**What needs to be done:** Your response should be the complete listing, returned exactly as written.

*** The input ***

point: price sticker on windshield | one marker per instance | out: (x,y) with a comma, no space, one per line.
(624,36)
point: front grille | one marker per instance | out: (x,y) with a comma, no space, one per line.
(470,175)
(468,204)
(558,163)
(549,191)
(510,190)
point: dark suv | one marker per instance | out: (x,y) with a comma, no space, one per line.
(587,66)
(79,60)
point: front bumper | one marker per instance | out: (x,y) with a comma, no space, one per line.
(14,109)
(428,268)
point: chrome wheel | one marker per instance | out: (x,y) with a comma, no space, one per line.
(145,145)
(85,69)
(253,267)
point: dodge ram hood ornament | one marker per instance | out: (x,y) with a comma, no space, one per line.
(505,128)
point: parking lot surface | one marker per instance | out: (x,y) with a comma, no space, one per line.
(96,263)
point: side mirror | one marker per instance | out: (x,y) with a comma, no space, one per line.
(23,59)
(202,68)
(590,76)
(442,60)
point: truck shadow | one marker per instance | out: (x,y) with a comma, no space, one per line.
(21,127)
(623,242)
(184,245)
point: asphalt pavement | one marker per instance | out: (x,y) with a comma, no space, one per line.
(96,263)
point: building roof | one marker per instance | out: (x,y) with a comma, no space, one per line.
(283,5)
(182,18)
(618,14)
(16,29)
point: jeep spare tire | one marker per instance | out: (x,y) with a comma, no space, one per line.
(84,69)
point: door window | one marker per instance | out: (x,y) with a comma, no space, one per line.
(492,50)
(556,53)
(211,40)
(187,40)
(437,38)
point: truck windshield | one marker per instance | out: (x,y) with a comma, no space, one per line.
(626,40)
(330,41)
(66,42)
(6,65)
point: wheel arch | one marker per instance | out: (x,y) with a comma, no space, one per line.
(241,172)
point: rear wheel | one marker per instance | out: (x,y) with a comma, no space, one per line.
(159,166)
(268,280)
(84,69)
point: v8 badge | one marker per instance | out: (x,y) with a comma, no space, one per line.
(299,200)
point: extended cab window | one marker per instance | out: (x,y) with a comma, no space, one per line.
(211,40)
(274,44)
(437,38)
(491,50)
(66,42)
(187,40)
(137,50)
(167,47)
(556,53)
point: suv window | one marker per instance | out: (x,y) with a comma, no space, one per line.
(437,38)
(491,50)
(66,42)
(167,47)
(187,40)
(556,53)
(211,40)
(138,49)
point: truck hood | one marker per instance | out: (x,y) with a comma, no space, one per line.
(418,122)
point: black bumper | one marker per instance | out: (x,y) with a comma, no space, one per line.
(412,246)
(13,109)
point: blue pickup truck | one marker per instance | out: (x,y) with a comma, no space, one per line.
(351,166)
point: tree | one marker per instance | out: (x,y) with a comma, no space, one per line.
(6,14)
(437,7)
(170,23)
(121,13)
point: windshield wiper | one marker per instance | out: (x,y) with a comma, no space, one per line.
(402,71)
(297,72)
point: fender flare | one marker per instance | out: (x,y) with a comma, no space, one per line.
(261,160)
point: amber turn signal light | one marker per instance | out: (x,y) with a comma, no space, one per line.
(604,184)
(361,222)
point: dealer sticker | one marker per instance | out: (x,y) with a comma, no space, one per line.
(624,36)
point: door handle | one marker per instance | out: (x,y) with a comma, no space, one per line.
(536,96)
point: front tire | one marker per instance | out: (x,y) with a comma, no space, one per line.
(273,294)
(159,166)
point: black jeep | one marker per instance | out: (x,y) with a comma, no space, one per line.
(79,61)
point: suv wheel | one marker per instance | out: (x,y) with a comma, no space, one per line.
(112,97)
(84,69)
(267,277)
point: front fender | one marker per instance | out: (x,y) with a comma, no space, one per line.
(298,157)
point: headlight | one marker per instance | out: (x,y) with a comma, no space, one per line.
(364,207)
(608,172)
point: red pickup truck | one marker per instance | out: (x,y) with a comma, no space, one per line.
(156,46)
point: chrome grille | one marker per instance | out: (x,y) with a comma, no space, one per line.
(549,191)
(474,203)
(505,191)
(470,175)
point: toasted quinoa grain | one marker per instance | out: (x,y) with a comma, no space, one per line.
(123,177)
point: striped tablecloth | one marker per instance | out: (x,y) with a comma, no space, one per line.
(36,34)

*** End of The input ***

**Exercise answer:**
point: price sticker on windshield | one marker per instance | out: (x,y) with a comma, no space, one per line.
(624,36)
point: front grille | one marker per instance | out: (x,y) with a comma, no space, one per line.
(470,175)
(468,204)
(558,163)
(549,191)
(510,190)
point: dark suv | one marker per instance | out: (x,y) with a comma, no space, one per line.
(587,66)
(79,60)
point: front bumper | one marker per instance | out: (x,y) with a comma, no space, one per line.
(14,109)
(428,268)
point: chrome wheel | one marker per instance | out: (x,y) with a comma, no space, one per line.
(145,145)
(85,69)
(253,267)
point: dodge ram hood ornament | one marker per instance | out: (x,y) with a comma, no space, one per line.
(505,128)
point: parking lot surface | one marker per instance | out: (x,y) with a comma, no space, one per line.
(96,263)
point: side mirror | one marker per instance | out: (x,y) with a comma, no space, one per line.
(23,59)
(202,68)
(590,76)
(442,60)
point: truck shadow | one marker per instance | out: (x,y) with a comma, no space, one per line.
(21,127)
(623,242)
(184,245)
point: asphalt pavement | one marker per instance | out: (x,y) with a comma, no space, one per line.
(96,263)
point: building roof | one marker per instance | out: (x,y) with a comma, no space, one per line.
(283,5)
(182,18)
(618,14)
(16,29)
point: jeep spare tire | one marker per instance | out: (x,y) with a comma, no space, one per line.
(84,69)
point: door window | one marker per instance | out: (x,y) with a comma, no space, one per line.
(492,50)
(556,53)
(211,40)
(187,40)
(437,38)
point: truck windshield | one marker per instance | out: (x,y) with a comma, no space, one per line.
(626,40)
(330,41)
(66,42)
(6,65)
point: wheel arch | one marker per instance | out: (x,y) with a comma, no space, one per line.
(241,172)
point: rear wheel | one marker per instance | out: (x,y) with a comma, no space, one per line.
(159,166)
(268,280)
(84,69)
point: v8 badge | one marker per instance | out: (x,y) with a comma, no space, one per line.
(299,200)
point: extended cab window | one marker per instance | out: (x,y) with a comma, no space, one per line.
(211,40)
(274,44)
(437,38)
(491,50)
(66,42)
(187,40)
(137,50)
(167,47)
(556,53)
point: suv window | one marker per instance | out: (x,y) with a comma, no space, one per line.
(437,38)
(491,50)
(66,42)
(167,47)
(187,40)
(556,53)
(211,40)
(138,49)
point: truck hood | one marker per instance | out: (x,y) with a comma, no space, one per line.
(418,122)
point: black bumper | one marker per instance | out: (x,y) with a comma, no space, one per line.
(412,246)
(13,109)
point: blue pickup truck | one marker per instance | out: (x,y) with a comma, no space, one per line.
(351,166)
point: tree | one marker per instance | out: (x,y) with a comma, no space, one per line.
(6,14)
(437,7)
(170,23)
(121,13)
point: windshield wiper | one marker per instance | out: (x,y) with a comma, no space, one per line.
(402,71)
(297,72)
point: fender flare | one marker per instance | out: (x,y) with a comma, no space, one per line.
(261,160)
point: amber turn signal light | one marker per instance | out: (x,y) with a comma, no space, one per line.
(604,184)
(361,222)
point: dealer sticker | one marker per instance | out: (x,y) with a comma, no space, one per line.
(624,36)
point: door handle | one marker per instance | out: (x,y) with a comma, no space, one per line.
(536,96)
point: front tire | one marker per instance | out: (x,y) with a comma, no space, one per line.
(273,294)
(159,166)
point: black jeep | one marker per instance | out: (x,y) with a comma, no space, one per line.
(79,61)
point: suv wheel | one marker per instance | out: (x,y) with a comma, no space, one per line.
(112,97)
(84,69)
(267,277)
point: front fender | one marker per instance | out: (x,y) with a comma, no space, one per line.
(298,157)
point: headlight | one marker per instance | out: (x,y) with a comma, no space, one per line.
(364,207)
(608,172)
point: red pickup truck | one marker per instance | out: (x,y) with a comma, no space, one per line.
(156,46)
point: chrome grille | one marker per instance | out: (x,y) with a comma, no space, one per line.
(549,191)
(474,203)
(505,191)
(470,175)
point: toasted quinoa grain | one marker per instance | out: (x,y) with a comma, no space, one per line.
(123,177)
point: striped tablecloth | one marker per instance | out: (x,y) with a comma, no space, one per line.
(36,34)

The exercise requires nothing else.